Object location annotation data:
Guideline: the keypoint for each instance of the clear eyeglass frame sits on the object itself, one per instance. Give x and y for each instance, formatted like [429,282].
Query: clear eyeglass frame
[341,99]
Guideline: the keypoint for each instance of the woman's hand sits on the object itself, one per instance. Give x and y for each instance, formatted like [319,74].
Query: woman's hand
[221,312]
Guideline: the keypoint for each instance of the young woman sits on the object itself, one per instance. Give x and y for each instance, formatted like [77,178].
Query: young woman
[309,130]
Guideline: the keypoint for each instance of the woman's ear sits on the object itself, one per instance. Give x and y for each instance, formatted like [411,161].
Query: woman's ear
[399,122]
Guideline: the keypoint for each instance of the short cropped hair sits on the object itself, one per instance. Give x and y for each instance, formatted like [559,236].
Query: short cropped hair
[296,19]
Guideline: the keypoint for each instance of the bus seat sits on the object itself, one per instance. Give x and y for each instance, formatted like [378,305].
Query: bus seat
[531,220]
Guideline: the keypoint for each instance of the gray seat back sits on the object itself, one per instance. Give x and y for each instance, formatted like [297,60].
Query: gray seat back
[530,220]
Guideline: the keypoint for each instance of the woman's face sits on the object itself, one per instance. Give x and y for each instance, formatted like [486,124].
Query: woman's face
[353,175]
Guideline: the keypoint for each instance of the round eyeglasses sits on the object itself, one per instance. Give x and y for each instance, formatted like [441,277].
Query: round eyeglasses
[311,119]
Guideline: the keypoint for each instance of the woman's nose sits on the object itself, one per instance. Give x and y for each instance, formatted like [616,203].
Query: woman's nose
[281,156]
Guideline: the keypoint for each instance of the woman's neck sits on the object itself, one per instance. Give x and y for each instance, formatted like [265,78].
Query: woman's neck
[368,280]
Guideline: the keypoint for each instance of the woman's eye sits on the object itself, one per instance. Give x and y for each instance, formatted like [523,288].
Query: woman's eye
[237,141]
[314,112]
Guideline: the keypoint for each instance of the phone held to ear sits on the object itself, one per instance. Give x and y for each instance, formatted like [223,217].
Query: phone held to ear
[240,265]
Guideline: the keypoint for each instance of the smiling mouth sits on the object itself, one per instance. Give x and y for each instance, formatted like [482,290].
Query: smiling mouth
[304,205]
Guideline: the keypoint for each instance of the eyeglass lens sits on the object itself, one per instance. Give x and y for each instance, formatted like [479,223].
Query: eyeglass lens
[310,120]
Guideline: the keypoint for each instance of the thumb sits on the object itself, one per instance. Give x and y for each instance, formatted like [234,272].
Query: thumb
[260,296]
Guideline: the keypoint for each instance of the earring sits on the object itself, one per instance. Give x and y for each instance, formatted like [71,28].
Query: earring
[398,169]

Work required: Give all of the entries again, word for word.

Finished exercise:
Guideline: the keypoint for each instance of the clear eyeglass frame sits on the object itself, one per instance. Give x and y for each instance, formatted like [429,282].
Query: clear eyeglass frame
[341,99]
Guideline: the keypoint for each instance of the woman's hand sits on the object itself, one per instance. Give x and y for each instance, formatted like [319,74].
Query: woman's hand
[221,312]
Guideline: the keypoint for each instance of the young woman sits on the object itself, one per instance. Give x and y for each instance, formatted like [77,178].
Query: young woman
[309,130]
Guideline: the keypoint for each instance of the woman's ear sits on the object itself, one per instance. Give x and y for each instance, formatted like [411,161].
Query: woman's ear
[399,122]
Guideline: the keypoint for each instance of the short cropped hair sits on the object itself, one per instance. Give x and y for each instance, formatted like [559,236].
Query: short cropped hair
[296,19]
Guideline: the keypoint for each instance of the bus seat sits on the object itself, one per instance. Give x and y for each instance, formatted like [378,305].
Query: bus seat
[531,220]
Guideline: the keypoint for each instance of the gray seat back sits on the object itself, one per instance. Give x and y for each instance, formatted like [297,60].
Query: gray seat back
[530,220]
Guideline: the keypoint for each instance of the woman's face sits on the object itself, one per instance. Give x and y for each instance, formatted like [486,124].
Query: woman's face
[353,175]
Guideline: the keypoint for each instance of the round eyeglasses sits on the object itself, one per instance. Give x and y for each instance, formatted like [441,277].
Query: round eyeglasses
[311,119]
Guideline: the keypoint for each instance of the woman's nose sits on the object itself, one per instance. Give x and y for each instance, formatted like [616,203].
Query: woman's nose
[281,156]
Guideline: the keypoint for each instance of the woman's neck sits on the object itself, one per instance. Give x and y for each instance, formatted like [265,78].
Query: woman's neck
[368,280]
Guideline: the keypoint for each instance of the woman's eye sits on the object itself, one per instance. Give x and y for each instance, formatted like [523,288].
Query: woman's eye
[237,141]
[314,112]
Guideline: the keypoint for each instance of the phone held to ear sits on the object itself, one per instance. Give x and y for each instance, formatted like [223,217].
Query: phone held to ear
[240,265]
Guideline: the keypoint for each instance of the smiling mouth sits on the object itself, one per instance. Give x and y for each instance, formatted like [482,290].
Query: smiling mouth
[304,205]
Guideline: the keypoint for each instance of the eyeglass lens sits on the object itself, one per instance. Give x and y for each instance, formatted like [479,223].
Query: eyeglass lens
[310,120]
Guideline: the keypoint for each instance of the thumb sits on the object itself, one per instance. Give x and y for each instance, formatted like [234,272].
Query: thumb
[260,296]
Guideline: the keypoint for each instance of the earring sits on the object itself, one per instance. Give x and y for each instance, formatted like [71,28].
Query: earring
[398,169]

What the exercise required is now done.